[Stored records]
== Segment start ==

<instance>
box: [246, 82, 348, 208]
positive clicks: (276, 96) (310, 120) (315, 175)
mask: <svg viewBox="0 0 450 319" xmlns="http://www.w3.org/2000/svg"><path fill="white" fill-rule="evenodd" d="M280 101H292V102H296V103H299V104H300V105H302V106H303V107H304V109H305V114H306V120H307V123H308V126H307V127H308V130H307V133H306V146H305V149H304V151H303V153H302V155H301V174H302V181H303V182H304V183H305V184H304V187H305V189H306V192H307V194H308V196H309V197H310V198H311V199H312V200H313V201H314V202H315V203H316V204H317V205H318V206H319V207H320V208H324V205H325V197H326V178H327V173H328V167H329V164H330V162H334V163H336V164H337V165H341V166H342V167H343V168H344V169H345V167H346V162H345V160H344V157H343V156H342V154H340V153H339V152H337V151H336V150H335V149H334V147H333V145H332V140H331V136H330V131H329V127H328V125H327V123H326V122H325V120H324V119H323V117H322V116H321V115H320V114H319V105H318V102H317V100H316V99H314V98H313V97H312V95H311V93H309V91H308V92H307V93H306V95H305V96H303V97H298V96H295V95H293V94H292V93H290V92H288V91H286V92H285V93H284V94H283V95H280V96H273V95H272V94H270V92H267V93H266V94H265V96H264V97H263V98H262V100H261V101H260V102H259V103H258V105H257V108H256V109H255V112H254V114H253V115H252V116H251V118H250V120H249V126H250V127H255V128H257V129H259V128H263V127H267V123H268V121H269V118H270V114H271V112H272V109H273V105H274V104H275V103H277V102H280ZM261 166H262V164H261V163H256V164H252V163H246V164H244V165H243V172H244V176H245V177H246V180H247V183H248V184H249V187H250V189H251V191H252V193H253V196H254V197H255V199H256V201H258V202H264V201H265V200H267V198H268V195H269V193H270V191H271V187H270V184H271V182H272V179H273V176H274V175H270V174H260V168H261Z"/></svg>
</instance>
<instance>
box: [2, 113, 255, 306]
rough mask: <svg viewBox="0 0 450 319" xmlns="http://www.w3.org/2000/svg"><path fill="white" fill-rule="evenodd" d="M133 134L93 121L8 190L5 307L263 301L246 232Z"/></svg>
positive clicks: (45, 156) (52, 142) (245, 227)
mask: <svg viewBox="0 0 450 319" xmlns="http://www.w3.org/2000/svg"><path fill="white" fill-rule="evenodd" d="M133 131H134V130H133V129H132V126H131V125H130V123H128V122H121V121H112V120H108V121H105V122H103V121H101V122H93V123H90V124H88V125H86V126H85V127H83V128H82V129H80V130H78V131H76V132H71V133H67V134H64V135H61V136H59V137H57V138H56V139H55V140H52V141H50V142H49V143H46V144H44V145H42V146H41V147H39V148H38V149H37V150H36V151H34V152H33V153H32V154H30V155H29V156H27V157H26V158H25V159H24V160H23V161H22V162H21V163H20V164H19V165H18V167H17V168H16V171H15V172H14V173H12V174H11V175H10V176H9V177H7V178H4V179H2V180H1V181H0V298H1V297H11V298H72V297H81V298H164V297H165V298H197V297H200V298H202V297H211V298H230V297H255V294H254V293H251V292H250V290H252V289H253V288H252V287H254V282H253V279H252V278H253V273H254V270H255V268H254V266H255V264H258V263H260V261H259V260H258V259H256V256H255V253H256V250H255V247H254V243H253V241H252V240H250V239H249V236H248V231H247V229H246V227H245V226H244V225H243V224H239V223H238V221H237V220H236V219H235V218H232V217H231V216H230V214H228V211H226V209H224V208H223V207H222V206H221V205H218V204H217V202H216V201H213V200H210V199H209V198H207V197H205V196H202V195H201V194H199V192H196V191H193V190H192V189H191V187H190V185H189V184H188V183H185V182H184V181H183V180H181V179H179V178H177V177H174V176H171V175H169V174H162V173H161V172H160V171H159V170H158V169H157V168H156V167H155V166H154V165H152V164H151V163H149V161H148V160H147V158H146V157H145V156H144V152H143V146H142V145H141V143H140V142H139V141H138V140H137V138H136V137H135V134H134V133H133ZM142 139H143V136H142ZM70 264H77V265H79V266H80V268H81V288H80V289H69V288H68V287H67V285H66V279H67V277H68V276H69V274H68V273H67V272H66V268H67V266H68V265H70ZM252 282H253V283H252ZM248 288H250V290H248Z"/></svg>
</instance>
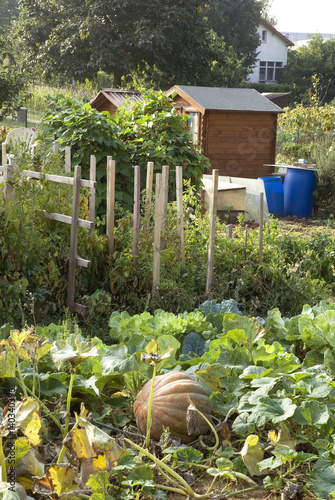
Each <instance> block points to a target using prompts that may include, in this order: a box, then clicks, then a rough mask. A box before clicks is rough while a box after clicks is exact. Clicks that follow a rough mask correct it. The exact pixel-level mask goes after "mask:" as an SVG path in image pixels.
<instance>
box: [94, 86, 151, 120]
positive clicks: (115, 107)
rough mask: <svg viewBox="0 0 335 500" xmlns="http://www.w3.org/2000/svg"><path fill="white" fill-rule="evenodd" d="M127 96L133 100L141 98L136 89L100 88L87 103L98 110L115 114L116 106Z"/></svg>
mask: <svg viewBox="0 0 335 500" xmlns="http://www.w3.org/2000/svg"><path fill="white" fill-rule="evenodd" d="M129 97H131V98H132V99H133V100H134V101H142V100H143V98H142V96H141V94H140V92H139V91H138V90H122V89H100V90H99V92H98V94H97V95H96V96H95V97H94V99H92V101H91V102H90V103H89V104H90V106H91V107H92V108H94V109H97V110H98V111H108V112H109V113H110V114H111V115H115V113H116V110H117V108H118V107H119V106H121V105H122V104H123V103H124V101H125V100H126V99H127V98H129Z"/></svg>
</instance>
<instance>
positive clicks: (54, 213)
mask: <svg viewBox="0 0 335 500" xmlns="http://www.w3.org/2000/svg"><path fill="white" fill-rule="evenodd" d="M44 217H46V218H47V219H52V220H56V221H58V222H65V223H66V224H72V217H71V216H70V215H63V214H57V213H54V212H45V213H44ZM78 226H79V227H83V228H85V229H89V230H92V229H94V222H92V221H89V220H83V219H78Z"/></svg>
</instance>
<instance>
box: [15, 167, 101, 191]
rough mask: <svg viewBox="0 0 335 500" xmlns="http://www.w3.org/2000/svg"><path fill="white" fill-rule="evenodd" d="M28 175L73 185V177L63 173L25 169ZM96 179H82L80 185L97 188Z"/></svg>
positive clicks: (40, 178) (81, 186)
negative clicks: (85, 179) (92, 180)
mask: <svg viewBox="0 0 335 500" xmlns="http://www.w3.org/2000/svg"><path fill="white" fill-rule="evenodd" d="M22 173H23V174H24V175H25V176H26V177H31V178H32V179H40V180H45V181H53V182H59V183H60V184H69V185H70V186H73V184H74V178H73V177H64V176H62V175H54V174H44V173H43V172H35V171H33V170H23V172H22ZM96 186H97V183H96V181H88V180H85V179H80V187H88V188H96Z"/></svg>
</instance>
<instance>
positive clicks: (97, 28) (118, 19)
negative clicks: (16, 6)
mask: <svg viewBox="0 0 335 500" xmlns="http://www.w3.org/2000/svg"><path fill="white" fill-rule="evenodd" d="M199 1H201V0H199ZM20 6H21V13H22V17H21V24H20V26H21V29H20V31H19V32H20V35H21V36H22V37H23V38H24V39H25V40H26V42H27V44H28V47H29V48H30V50H31V51H32V53H33V54H34V55H35V56H36V58H37V59H38V60H40V61H42V60H43V67H44V70H45V72H46V73H48V74H51V73H61V74H63V75H64V76H65V77H66V78H75V79H85V78H87V77H91V76H93V75H94V74H95V73H96V72H97V71H98V70H99V69H103V70H104V71H106V72H108V73H113V74H114V82H115V84H116V85H120V83H121V77H122V76H124V75H127V74H128V73H129V72H131V71H134V70H136V69H138V68H143V67H145V65H147V66H149V67H153V68H154V67H155V68H157V69H158V70H164V73H165V75H166V77H167V79H171V78H177V77H179V79H181V80H183V79H184V78H185V77H186V75H187V78H189V79H191V80H192V78H194V77H195V76H196V74H197V73H198V72H199V71H201V70H205V68H206V63H207V59H208V56H207V51H208V49H207V47H206V43H205V40H206V38H205V35H206V30H205V29H204V21H203V19H202V18H201V16H199V13H198V6H199V3H198V1H197V0H188V1H187V2H184V0H166V1H164V2H161V1H160V0H123V1H122V2H121V1H120V0H94V1H93V0H86V1H85V2H82V3H81V5H80V8H78V1H77V0H59V1H57V2H55V1H54V0H40V1H38V2H37V1H35V0H20ZM192 75H194V76H192Z"/></svg>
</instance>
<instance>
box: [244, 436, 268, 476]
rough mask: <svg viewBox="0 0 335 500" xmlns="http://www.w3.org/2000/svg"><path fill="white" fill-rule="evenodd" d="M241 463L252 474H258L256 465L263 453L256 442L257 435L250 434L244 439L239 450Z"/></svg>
mask: <svg viewBox="0 0 335 500" xmlns="http://www.w3.org/2000/svg"><path fill="white" fill-rule="evenodd" d="M241 456H242V459H243V463H244V465H245V466H246V468H247V469H248V471H249V472H250V474H251V475H252V476H260V475H261V471H260V470H259V467H258V462H260V461H261V460H263V457H264V453H263V450H262V448H261V447H260V446H259V444H258V436H256V435H254V434H251V435H250V436H248V437H247V439H246V440H245V443H244V446H243V448H242V451H241Z"/></svg>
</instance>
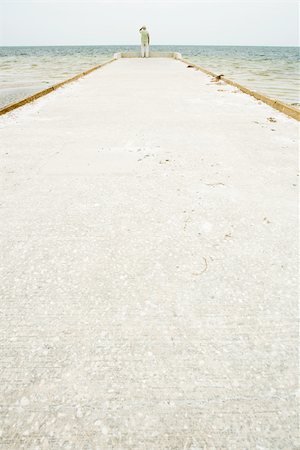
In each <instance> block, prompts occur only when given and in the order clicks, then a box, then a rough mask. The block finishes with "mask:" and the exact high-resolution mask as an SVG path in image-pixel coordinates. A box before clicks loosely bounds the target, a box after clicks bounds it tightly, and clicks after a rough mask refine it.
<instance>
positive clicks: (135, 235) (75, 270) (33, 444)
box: [0, 59, 299, 450]
mask: <svg viewBox="0 0 300 450" xmlns="http://www.w3.org/2000/svg"><path fill="white" fill-rule="evenodd" d="M270 117H271V118H272V120H270ZM297 138H298V124H297V122H296V121H294V120H293V119H290V118H288V117H286V116H284V115H283V114H281V113H279V112H277V111H274V110H273V109H271V108H270V107H268V106H266V105H264V104H260V103H259V102H257V101H256V100H254V99H253V98H250V97H248V96H247V95H245V94H242V93H240V92H237V91H236V89H235V88H232V87H230V86H227V85H223V84H222V90H220V87H219V85H216V84H214V83H211V82H210V78H209V77H207V76H206V75H204V74H201V73H200V72H199V71H198V72H196V71H193V70H190V69H186V66H185V65H184V64H183V63H181V62H179V61H175V60H171V59H153V60H152V59H147V60H140V59H130V60H126V59H122V60H118V61H116V62H114V63H112V64H110V65H109V66H106V67H105V68H103V69H101V70H99V71H96V72H94V73H92V74H91V75H89V76H87V77H85V78H83V79H81V80H80V81H78V82H75V83H73V84H71V85H68V86H66V87H64V88H62V89H60V90H59V91H57V92H54V93H53V94H50V95H49V96H47V97H44V98H42V99H40V100H38V101H36V102H35V103H33V104H31V105H27V106H25V107H23V108H21V109H20V110H16V111H14V112H12V113H10V114H8V115H6V116H3V117H1V118H0V146H1V153H0V158H1V184H2V187H1V207H0V219H1V286H0V289H1V298H2V301H1V341H0V342H1V344H0V345H1V348H0V355H1V375H0V385H1V400H0V423H1V431H0V436H1V437H0V443H1V448H2V449H101V450H102V449H141V450H142V449H143V450H144V449H149V450H150V449H151V450H153V449H194V450H196V449H230V450H234V449H238V450H240V449H272V450H274V449H296V448H298V447H297V446H298V441H297V432H298V421H297V411H298V408H297V407H298V404H297V399H296V388H297V379H298V374H297V293H298V279H297V243H298V237H297V225H298V224H297V216H298V210H297V208H298V206H297V205H298V190H297V188H298V182H299V178H298V174H297Z"/></svg>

== Segment end ==

» Your task
Starting at the first line and ending at the line containing "positive clicks: (276, 96)", give those lines again with "box" replaced by "bounding box", changing nothing else.

» Solution
<instance>
bounding box: [246, 82, 348, 208]
positive clicks: (276, 96) (310, 120) (315, 175)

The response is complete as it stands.